▶ [Requirement] The text below discusses top-down evaluations of energy efficiency programs. List every item it gives as an example of what utility rebates pay for.
─── Document section
Skip to content

I’m Not Really Down with Most Top Down Evaluations

Lunches at Berkeley are never boring. This week I had an engaging discussion with a colleague from out of town who asked me what I thought about statistical top down approaches to evaluating energy efficiency programs. In my excitement, I almost forgot about my local organic Persian chicken skewer.

For the uninitiated, California’s Investor Owned Utilities (the people who keep your lights on…if you live around here) spend ratepayer money to improve the energy efficiency of their customers’ homes and businesses. Think rebates for more efficient fridges, air conditioners, lighting, and furnaces. The more efficient customers are, the less energy gets consumed, which is especially valuable at peak times. For doing this, the utilities get rewarded financially for energy savings produced from the programs. The million kWh question of course is how much do these programs actually save? I’m glad you asked.
──────
─── Data shown
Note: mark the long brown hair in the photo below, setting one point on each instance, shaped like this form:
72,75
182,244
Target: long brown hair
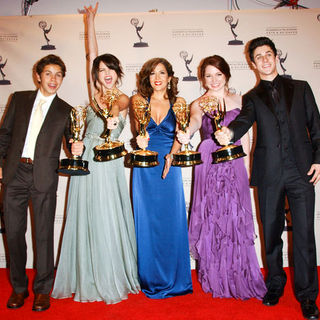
──────
▶ [Task output]
- Fridges
- Air conditioners
- Lighting
- Furnaces